• [Input data]
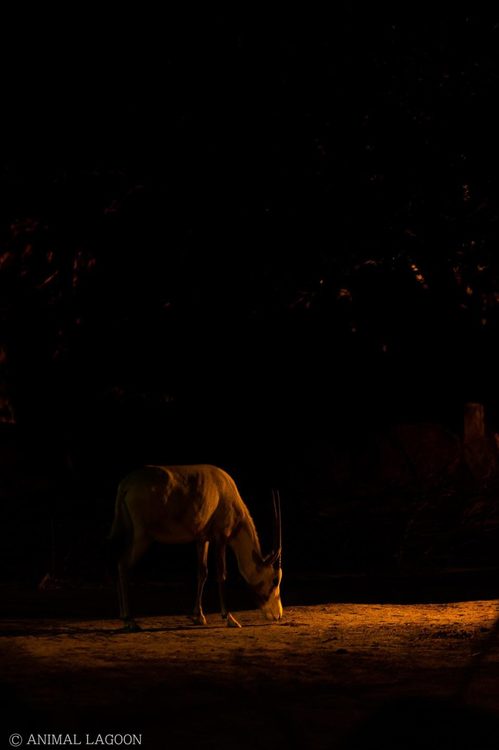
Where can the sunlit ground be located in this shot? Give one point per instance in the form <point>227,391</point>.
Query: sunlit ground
<point>314,678</point>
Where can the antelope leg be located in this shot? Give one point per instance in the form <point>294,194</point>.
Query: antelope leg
<point>202,549</point>
<point>222,577</point>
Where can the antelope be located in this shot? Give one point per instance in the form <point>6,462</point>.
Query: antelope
<point>201,504</point>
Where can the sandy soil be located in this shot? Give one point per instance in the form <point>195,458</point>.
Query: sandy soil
<point>331,675</point>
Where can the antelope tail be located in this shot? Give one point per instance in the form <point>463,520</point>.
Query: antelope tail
<point>121,532</point>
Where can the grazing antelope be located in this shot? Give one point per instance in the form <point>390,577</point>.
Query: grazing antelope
<point>177,504</point>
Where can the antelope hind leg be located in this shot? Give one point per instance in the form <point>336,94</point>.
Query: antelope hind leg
<point>232,622</point>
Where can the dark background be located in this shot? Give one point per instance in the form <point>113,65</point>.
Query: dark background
<point>258,241</point>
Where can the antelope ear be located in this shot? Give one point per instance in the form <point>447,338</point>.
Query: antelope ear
<point>274,559</point>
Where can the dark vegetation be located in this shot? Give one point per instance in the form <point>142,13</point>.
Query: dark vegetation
<point>261,245</point>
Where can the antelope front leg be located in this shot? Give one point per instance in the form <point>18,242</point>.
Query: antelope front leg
<point>222,576</point>
<point>128,622</point>
<point>202,549</point>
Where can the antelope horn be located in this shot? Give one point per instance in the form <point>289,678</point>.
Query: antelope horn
<point>276,555</point>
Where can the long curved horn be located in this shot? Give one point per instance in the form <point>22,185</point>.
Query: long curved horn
<point>276,555</point>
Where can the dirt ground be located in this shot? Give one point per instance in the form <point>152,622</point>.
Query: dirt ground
<point>337,675</point>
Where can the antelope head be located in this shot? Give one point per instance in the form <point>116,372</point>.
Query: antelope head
<point>267,588</point>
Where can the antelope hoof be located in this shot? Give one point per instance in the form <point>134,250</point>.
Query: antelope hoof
<point>130,626</point>
<point>232,622</point>
<point>199,619</point>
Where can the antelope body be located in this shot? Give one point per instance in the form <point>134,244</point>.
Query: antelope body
<point>199,503</point>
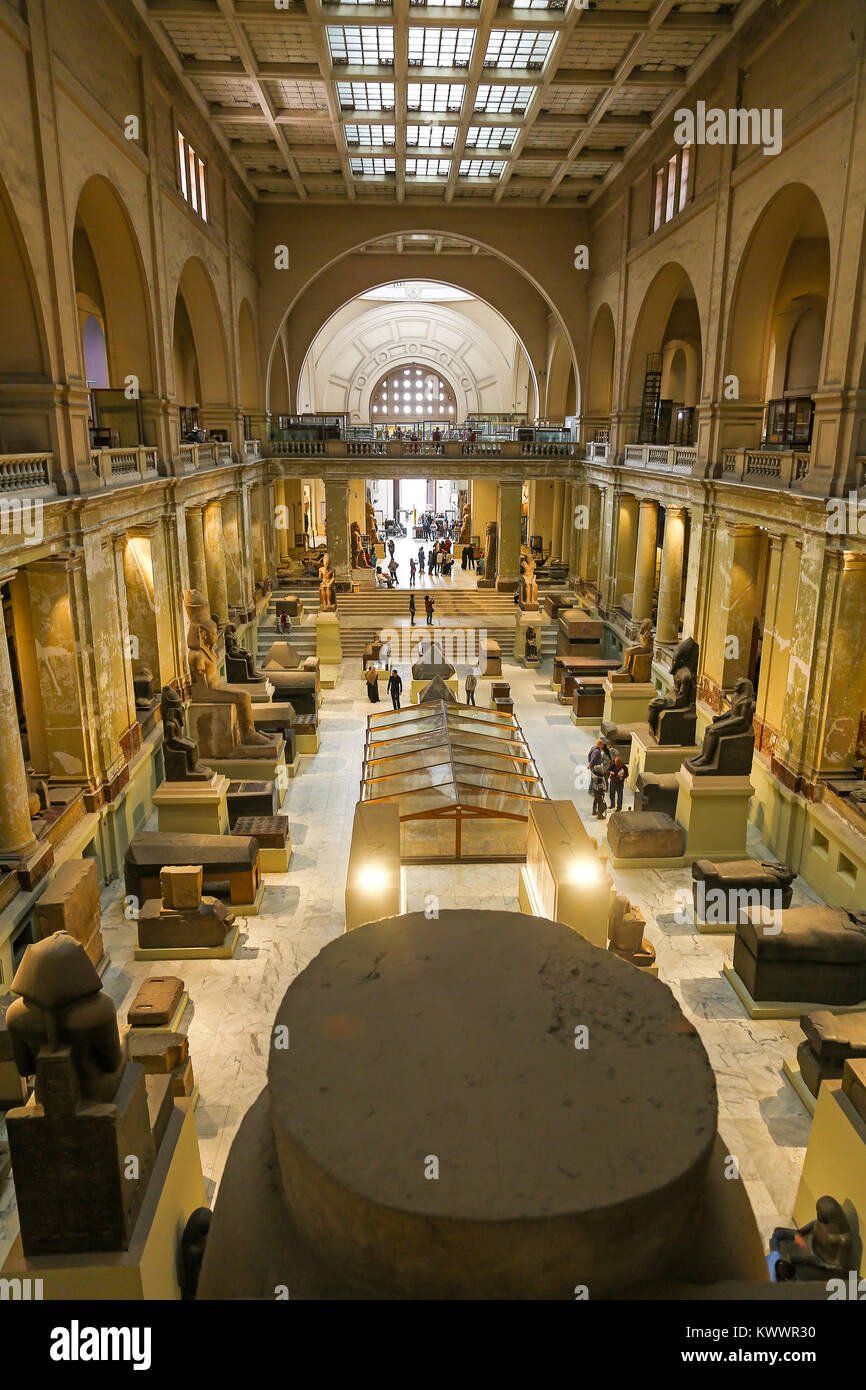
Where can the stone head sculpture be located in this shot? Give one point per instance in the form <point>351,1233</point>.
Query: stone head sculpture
<point>61,1005</point>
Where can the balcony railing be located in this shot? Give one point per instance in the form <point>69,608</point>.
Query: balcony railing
<point>766,467</point>
<point>663,458</point>
<point>25,470</point>
<point>136,462</point>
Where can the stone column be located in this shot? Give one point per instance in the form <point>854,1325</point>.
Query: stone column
<point>556,521</point>
<point>282,520</point>
<point>234,559</point>
<point>195,549</point>
<point>508,538</point>
<point>337,524</point>
<point>17,837</point>
<point>626,548</point>
<point>670,580</point>
<point>645,559</point>
<point>214,560</point>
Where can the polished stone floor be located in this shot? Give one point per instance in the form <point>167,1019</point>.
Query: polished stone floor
<point>232,1002</point>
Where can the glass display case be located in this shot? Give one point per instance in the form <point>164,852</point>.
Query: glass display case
<point>788,423</point>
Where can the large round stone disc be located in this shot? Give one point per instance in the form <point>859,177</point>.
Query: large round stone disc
<point>448,1047</point>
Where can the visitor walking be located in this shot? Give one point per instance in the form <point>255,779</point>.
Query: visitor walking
<point>395,685</point>
<point>616,780</point>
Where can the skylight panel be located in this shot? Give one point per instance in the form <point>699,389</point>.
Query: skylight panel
<point>502,100</point>
<point>366,96</point>
<point>435,96</point>
<point>370,45</point>
<point>431,136</point>
<point>517,49</point>
<point>439,47</point>
<point>427,168</point>
<point>481,168</point>
<point>491,136</point>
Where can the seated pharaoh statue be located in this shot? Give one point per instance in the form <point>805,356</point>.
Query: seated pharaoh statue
<point>327,590</point>
<point>430,663</point>
<point>206,687</point>
<point>180,752</point>
<point>637,660</point>
<point>729,742</point>
<point>528,585</point>
<point>673,717</point>
<point>239,663</point>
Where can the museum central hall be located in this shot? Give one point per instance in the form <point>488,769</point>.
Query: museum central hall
<point>433,663</point>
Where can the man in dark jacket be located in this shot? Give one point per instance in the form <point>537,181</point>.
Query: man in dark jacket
<point>395,687</point>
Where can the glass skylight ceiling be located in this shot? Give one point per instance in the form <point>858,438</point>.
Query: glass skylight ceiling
<point>431,47</point>
<point>434,96</point>
<point>370,45</point>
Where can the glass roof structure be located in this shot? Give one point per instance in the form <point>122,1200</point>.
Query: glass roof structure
<point>462,776</point>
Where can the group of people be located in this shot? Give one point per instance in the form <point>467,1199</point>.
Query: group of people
<point>608,776</point>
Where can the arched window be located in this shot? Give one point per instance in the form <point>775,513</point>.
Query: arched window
<point>412,394</point>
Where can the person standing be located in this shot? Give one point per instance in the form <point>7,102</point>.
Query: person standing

• [What to do] What the answer needs is every line from the data above with "standing" in it.

• [Result]
Where can the person standing be located in this shot? Give one point per instance in the form <point>7,102</point>.
Query: person standing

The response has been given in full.